>> START
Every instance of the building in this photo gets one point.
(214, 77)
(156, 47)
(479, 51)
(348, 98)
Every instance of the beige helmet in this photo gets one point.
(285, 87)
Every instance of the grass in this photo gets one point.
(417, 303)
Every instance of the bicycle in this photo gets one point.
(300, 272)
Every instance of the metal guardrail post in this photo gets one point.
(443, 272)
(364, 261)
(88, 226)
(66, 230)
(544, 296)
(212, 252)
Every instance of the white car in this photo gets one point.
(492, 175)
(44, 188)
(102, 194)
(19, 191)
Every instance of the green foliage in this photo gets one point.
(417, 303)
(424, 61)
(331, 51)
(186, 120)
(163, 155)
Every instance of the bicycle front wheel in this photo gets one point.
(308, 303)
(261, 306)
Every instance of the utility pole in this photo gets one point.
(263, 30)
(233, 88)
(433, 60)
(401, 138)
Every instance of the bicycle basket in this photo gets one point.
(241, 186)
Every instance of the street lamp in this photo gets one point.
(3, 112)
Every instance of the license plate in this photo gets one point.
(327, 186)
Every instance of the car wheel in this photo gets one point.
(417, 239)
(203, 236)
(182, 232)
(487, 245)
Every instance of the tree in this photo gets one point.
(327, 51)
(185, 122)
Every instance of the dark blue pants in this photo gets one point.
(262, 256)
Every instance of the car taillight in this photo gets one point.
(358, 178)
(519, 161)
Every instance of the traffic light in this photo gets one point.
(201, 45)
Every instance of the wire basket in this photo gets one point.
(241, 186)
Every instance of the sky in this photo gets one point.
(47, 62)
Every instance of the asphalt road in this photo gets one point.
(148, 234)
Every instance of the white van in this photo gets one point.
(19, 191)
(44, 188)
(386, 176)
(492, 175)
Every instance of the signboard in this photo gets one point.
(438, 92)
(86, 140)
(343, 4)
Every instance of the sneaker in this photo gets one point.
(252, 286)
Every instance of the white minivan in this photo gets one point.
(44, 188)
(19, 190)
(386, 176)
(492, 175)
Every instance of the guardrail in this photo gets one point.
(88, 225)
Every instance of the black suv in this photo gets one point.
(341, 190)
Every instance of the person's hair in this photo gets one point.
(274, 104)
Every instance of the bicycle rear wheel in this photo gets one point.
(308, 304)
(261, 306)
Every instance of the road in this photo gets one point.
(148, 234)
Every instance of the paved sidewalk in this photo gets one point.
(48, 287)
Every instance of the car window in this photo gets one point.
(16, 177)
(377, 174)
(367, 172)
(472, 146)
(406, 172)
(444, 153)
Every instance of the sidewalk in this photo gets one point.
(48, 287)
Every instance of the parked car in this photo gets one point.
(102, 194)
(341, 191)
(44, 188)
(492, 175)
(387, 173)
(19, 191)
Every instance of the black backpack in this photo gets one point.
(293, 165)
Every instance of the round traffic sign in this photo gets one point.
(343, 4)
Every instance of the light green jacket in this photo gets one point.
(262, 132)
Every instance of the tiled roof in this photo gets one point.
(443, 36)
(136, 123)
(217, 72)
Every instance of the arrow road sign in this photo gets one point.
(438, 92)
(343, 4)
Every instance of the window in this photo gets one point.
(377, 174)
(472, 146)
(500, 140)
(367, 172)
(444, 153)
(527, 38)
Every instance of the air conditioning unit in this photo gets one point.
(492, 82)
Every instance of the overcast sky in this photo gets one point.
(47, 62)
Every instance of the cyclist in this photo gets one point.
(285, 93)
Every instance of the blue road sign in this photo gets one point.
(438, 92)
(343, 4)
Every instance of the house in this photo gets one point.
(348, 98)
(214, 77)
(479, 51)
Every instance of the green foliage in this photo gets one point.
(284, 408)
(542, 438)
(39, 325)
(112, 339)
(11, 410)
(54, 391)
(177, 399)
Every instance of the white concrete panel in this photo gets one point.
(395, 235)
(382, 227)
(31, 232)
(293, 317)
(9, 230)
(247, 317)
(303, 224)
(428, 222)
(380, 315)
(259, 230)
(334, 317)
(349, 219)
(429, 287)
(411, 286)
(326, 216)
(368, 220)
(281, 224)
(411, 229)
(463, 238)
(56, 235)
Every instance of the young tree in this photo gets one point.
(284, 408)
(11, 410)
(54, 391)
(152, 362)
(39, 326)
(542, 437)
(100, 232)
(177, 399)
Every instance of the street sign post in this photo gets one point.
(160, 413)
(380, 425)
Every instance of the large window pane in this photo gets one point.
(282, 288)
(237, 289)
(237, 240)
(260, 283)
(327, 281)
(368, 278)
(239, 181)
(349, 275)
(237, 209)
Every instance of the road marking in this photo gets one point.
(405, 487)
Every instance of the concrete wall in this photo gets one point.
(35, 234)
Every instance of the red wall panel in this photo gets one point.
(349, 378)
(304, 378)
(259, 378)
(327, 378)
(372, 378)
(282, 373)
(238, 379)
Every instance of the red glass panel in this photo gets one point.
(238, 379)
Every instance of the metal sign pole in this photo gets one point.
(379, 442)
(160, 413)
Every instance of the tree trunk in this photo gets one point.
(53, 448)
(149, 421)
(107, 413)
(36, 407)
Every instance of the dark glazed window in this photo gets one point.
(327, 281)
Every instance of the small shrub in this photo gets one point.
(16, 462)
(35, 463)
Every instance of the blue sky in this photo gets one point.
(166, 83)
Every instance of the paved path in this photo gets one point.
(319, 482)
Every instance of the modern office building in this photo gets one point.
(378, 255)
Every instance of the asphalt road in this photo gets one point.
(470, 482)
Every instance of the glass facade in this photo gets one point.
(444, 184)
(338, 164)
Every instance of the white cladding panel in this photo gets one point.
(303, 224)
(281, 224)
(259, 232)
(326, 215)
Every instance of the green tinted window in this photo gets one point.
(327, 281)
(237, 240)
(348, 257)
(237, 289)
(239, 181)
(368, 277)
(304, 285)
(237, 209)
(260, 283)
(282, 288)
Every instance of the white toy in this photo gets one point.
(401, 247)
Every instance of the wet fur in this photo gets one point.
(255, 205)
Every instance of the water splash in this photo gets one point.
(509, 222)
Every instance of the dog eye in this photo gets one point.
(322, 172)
>> END
WHAT IS BEING ASKED:
Give back the data above exactly as it appears.

SOLUTION FOR THIS EXERCISE:
Every instance of the building in this photo gets one point.
(214, 77)
(156, 47)
(479, 51)
(348, 98)
Every instance of the beige helmet in this photo gets one point.
(285, 87)
Every instance of the grass in this photo gets one point.
(417, 303)
Every instance of the bicycle in this photo gets one point.
(300, 272)
Every instance of the metal guardrail post in this photo gets one point.
(443, 272)
(364, 261)
(88, 226)
(66, 230)
(544, 296)
(212, 252)
Every instance of the white car in this photo gets one point.
(492, 175)
(44, 188)
(102, 194)
(19, 191)
Every instance of the green foliage in this photo gets one point.
(417, 303)
(424, 61)
(331, 51)
(186, 120)
(163, 155)
Every instance of the bicycle front wheel in this photo gets one point.
(308, 303)
(261, 306)
Every instance of the utility pole in this photo gets one point.
(263, 30)
(233, 88)
(433, 60)
(401, 138)
Every instance of the bicycle basket in this photo gets one point.
(241, 186)
Every instance of the street lamp in this photo gets one point.
(3, 112)
Every instance of the license plate in this photo gets one point.
(327, 186)
Every instance of the car wheel in this photo gets one point.
(417, 239)
(203, 236)
(182, 232)
(487, 245)
Every instance of the tree in this photo gets one point.
(327, 51)
(185, 122)
Every instance of the dark blue pants in this photo gets one point.
(262, 256)
Every instance of the car taillight in this photo gets one point.
(358, 178)
(519, 161)
Every instance of the traffic light in this photo gets one point.
(201, 45)
Every instance of the wire basket in this photo gets one point.
(241, 186)
Every instance of the sky in this photo gets one point.
(47, 62)
Every instance of the asphalt road in this photo gets one point.
(148, 234)
Every instance of the white van in this photo gets one point.
(19, 191)
(44, 188)
(386, 176)
(492, 175)
Every instance of the signboard in this photo gets one point.
(438, 92)
(86, 140)
(343, 4)
Every instance of the sneaker in this photo gets one point.
(252, 286)
Every instance of the white minivan in this photo gets one point.
(44, 188)
(19, 190)
(386, 176)
(492, 175)
Every instance of the guardrail in this photo gets one point.
(88, 225)
Every instance of the black suv in this photo gets one point.
(341, 190)
Every instance of the person's hair in this photo gets one point.
(274, 104)
Every instance of the bicycle rear wheel in this photo gets one point.
(308, 304)
(261, 306)
Every instance of the road in this photo gets one point.
(148, 234)
Every instance of the paved sidewalk in this photo gets one point.
(48, 287)
Every instance of the car window in this photo gets one point.
(16, 177)
(377, 174)
(367, 172)
(472, 146)
(406, 172)
(444, 153)
Every instance of the sidewalk in this photo gets one point.
(48, 287)
Every instance of the parked car in this photo gets one point.
(102, 194)
(341, 191)
(44, 188)
(492, 175)
(387, 173)
(19, 191)
Every instance of the black backpack in this photo gets one point.
(293, 165)
Every instance of the round traffic sign in this photo gets one point.
(343, 4)
Every instance of the light green jacket in this photo gets one point.
(262, 132)
Every instance of the tiled roof in this photo gets one point.
(443, 36)
(136, 123)
(217, 72)
Every instance of the arrow road sign in this photo gets one point.
(438, 92)
(343, 4)
Every instance of the window in this photo gets one point.
(377, 174)
(472, 146)
(500, 140)
(367, 172)
(444, 153)
(527, 38)
Every instance of the air conditioning unit in this photo gets one point.
(492, 82)
Every instance of the overcast sky in this photo gets one point.
(47, 62)
Every instance of the cyclist in this photo gets one point.
(285, 93)
Every instance of the blue road sign in this photo gets one point.
(438, 92)
(343, 4)
Every instance of the house in this photo gets one point.
(348, 98)
(214, 77)
(479, 51)
Every instance of the green foliage in this photo gets one point.
(284, 408)
(542, 438)
(39, 325)
(112, 339)
(11, 410)
(54, 391)
(177, 399)
Every instance of the white concrete panel in this photo gets one point.
(395, 235)
(382, 227)
(31, 232)
(293, 317)
(9, 230)
(247, 317)
(303, 224)
(428, 222)
(380, 315)
(259, 230)
(334, 317)
(349, 219)
(429, 287)
(411, 286)
(326, 216)
(368, 220)
(281, 224)
(411, 229)
(463, 238)
(56, 235)
Every instance of the young tree in this photo gets one point.
(284, 408)
(11, 410)
(54, 391)
(152, 362)
(39, 326)
(542, 437)
(100, 232)
(177, 399)
Every instance of the street sign post in this photo gets one point.
(160, 413)
(380, 425)
Every instance of the large window pane in this photo gets one point.
(282, 288)
(237, 289)
(237, 240)
(260, 283)
(327, 281)
(368, 278)
(239, 181)
(349, 275)
(237, 209)
Every instance of the road marking in this photo gets one point.
(405, 487)
Every instance of the concrete wall in this photo gets one point.
(35, 234)
Every instance of the red wall panel in this photo gets one point.
(349, 378)
(304, 378)
(259, 378)
(327, 378)
(372, 378)
(282, 373)
(238, 379)
Every instance of the red glass panel in this photo gets one point.
(238, 379)
Every instance of the metal sign pole in this photo gets one point.
(379, 442)
(160, 413)
Every instance of the tree trunk in this photo gets one point.
(53, 448)
(149, 421)
(107, 413)
(36, 407)
Every instance of the dark glazed window in this photo gets one point.
(327, 281)
Every instance of the small shrub in this photo gets one point.
(16, 462)
(35, 463)
Every instance of the blue sky in this photo gets one point.
(166, 83)
Every instance of the paved path in this photo gets one point.
(319, 482)
Every instance of the modern office building in this photo gets one point.
(378, 255)
Every instance of the asphalt road in this photo gets one point.
(470, 482)
Every instance of the glass facade in this photo gets one point.
(444, 184)
(338, 164)
Every instance of the white cladding panel in this photo gets one point.
(303, 224)
(281, 224)
(259, 232)
(326, 215)
Every instance of the green tinted window in this photo gets one point.
(327, 281)
(237, 240)
(348, 257)
(237, 289)
(239, 181)
(368, 277)
(304, 285)
(237, 209)
(260, 283)
(282, 288)
Every instance of the white toy in this photo gets one point.
(401, 247)
Every instance of the wet fur in this photo gets one point.
(255, 205)
Every instance of the water splash in this photo gets one point.
(509, 222)
Every instance of the dog eye in this photo gets one point.
(322, 172)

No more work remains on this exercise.